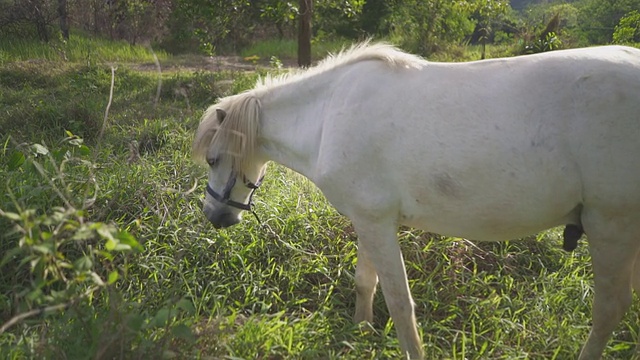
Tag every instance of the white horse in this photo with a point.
(488, 150)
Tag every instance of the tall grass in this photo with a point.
(79, 49)
(287, 49)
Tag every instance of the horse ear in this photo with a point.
(221, 115)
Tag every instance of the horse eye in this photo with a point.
(212, 161)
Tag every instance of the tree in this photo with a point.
(598, 18)
(64, 20)
(304, 33)
(628, 29)
(424, 26)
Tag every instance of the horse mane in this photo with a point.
(387, 53)
(237, 134)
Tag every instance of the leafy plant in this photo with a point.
(58, 257)
(628, 29)
(550, 42)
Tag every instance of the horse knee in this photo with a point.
(366, 282)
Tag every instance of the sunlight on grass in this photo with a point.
(288, 49)
(79, 48)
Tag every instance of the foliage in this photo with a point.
(598, 18)
(278, 289)
(628, 29)
(550, 42)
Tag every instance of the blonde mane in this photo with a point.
(391, 55)
(237, 134)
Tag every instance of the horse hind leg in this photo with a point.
(614, 249)
(378, 242)
(366, 282)
(572, 233)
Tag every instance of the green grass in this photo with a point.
(283, 289)
(78, 49)
(287, 49)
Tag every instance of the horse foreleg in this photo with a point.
(366, 281)
(379, 244)
(613, 255)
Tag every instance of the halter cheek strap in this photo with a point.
(225, 198)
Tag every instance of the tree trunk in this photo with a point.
(64, 21)
(304, 33)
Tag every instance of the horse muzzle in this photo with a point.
(221, 219)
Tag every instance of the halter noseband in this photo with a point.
(225, 198)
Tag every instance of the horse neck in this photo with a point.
(291, 124)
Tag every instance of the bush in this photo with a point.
(628, 29)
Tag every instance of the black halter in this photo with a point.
(225, 198)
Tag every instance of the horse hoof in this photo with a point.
(571, 234)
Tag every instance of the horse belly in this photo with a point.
(494, 205)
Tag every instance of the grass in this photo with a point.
(78, 49)
(282, 289)
(287, 49)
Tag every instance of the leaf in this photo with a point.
(161, 318)
(111, 244)
(96, 279)
(186, 305)
(135, 322)
(122, 247)
(182, 331)
(83, 264)
(83, 233)
(113, 277)
(126, 238)
(42, 249)
(84, 150)
(16, 160)
(9, 255)
(39, 149)
(13, 216)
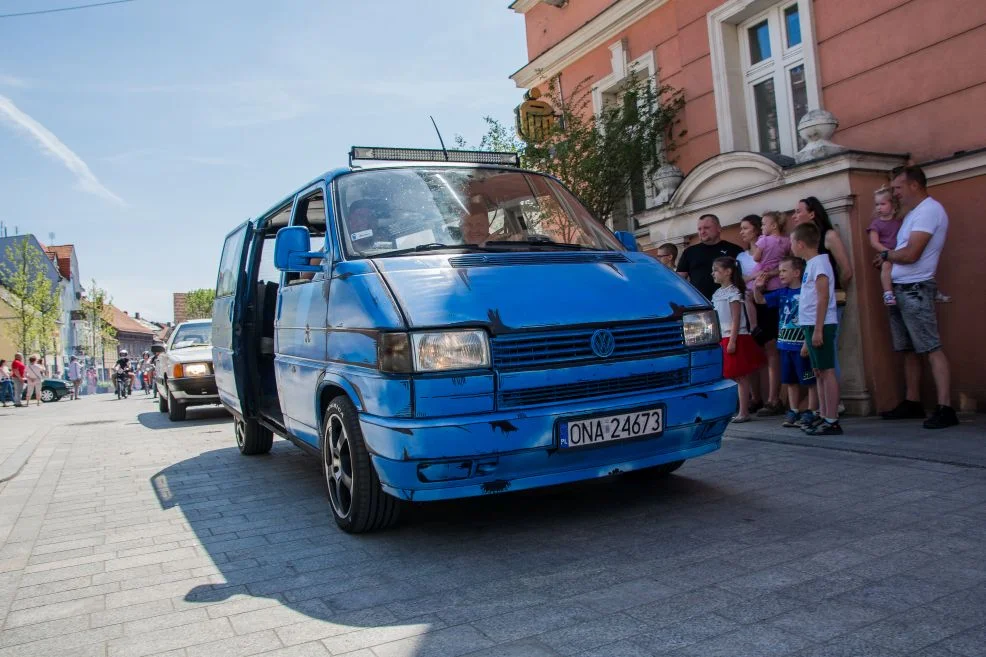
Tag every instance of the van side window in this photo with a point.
(310, 213)
(229, 267)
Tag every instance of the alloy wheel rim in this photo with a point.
(338, 460)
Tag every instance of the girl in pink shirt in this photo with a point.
(770, 249)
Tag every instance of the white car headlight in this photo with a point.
(450, 350)
(197, 369)
(700, 328)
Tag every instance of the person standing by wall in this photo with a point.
(695, 265)
(18, 376)
(75, 376)
(913, 320)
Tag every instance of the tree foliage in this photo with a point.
(35, 299)
(198, 303)
(600, 156)
(96, 308)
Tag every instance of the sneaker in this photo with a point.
(770, 409)
(812, 423)
(826, 429)
(906, 410)
(943, 417)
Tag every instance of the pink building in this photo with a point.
(906, 81)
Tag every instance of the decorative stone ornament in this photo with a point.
(666, 180)
(816, 128)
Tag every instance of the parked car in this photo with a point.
(459, 329)
(183, 374)
(52, 390)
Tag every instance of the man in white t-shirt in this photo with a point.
(913, 321)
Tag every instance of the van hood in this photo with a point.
(517, 291)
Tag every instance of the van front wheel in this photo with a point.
(358, 502)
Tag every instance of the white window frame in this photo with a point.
(610, 86)
(733, 76)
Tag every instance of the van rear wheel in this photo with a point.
(251, 438)
(358, 502)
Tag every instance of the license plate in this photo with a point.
(589, 431)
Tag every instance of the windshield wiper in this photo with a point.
(543, 242)
(433, 246)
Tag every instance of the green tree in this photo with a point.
(600, 157)
(198, 303)
(35, 302)
(96, 308)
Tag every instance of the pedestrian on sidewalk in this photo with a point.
(796, 371)
(75, 376)
(913, 320)
(35, 374)
(17, 374)
(818, 320)
(6, 384)
(741, 356)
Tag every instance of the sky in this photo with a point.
(144, 132)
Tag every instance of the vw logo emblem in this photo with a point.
(603, 343)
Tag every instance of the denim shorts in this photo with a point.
(913, 321)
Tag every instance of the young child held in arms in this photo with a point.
(883, 236)
(741, 355)
(770, 248)
(796, 372)
(817, 318)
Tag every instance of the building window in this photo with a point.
(760, 102)
(774, 78)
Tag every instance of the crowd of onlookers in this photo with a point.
(780, 297)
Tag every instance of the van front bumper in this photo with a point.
(452, 457)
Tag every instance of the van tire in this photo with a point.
(176, 411)
(251, 438)
(368, 508)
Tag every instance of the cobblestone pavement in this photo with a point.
(125, 534)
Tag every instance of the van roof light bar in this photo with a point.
(432, 155)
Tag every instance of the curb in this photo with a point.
(16, 461)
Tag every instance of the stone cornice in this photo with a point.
(601, 29)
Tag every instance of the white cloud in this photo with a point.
(53, 146)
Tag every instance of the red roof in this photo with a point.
(62, 256)
(124, 322)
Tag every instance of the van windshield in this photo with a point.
(393, 211)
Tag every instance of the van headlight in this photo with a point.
(700, 328)
(439, 351)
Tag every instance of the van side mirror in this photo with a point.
(292, 250)
(627, 240)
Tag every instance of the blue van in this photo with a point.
(441, 324)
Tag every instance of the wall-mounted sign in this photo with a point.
(535, 118)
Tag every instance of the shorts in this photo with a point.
(768, 319)
(913, 321)
(822, 358)
(748, 357)
(795, 368)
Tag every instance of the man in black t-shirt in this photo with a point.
(695, 265)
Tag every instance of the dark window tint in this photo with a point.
(759, 42)
(792, 25)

Problem requirements
Scale the records from the line with "Tag every instance of the white cloud" up to and including the last line of the records. Repeat every line in that range, the wording lines included, with each point coordinate multiplied by 2 and rounded to a whole number, halves rounding up, and give nothing outside that range.

Answer to this task
Tag every instance of the white cloud in this photo with a point.
(106, 292)
Tag every instance of the red roof in this photo with a point.
(124, 512)
(248, 644)
Tag every instance of the van windshield in this photo with a point.
(786, 422)
Tag every instance of the van headlight in this photo with a point.
(1400, 656)
(878, 702)
Tag every instance of the van side mirror in this photo with a point.
(584, 500)
(1254, 480)
Tag every instance of the blue van in this photo with a point.
(882, 648)
Tag every instance of the wall-mounted sign in this photo with a point.
(1070, 236)
Tag every instance of the shorts in this photo with a point.
(1536, 638)
(1826, 642)
(1644, 716)
(1496, 714)
(1590, 736)
Tag every instance of the man in black t-shirt in this photo with a point.
(1390, 530)
Tag every instance of the dark window tint in this photo with a point.
(1518, 84)
(1584, 50)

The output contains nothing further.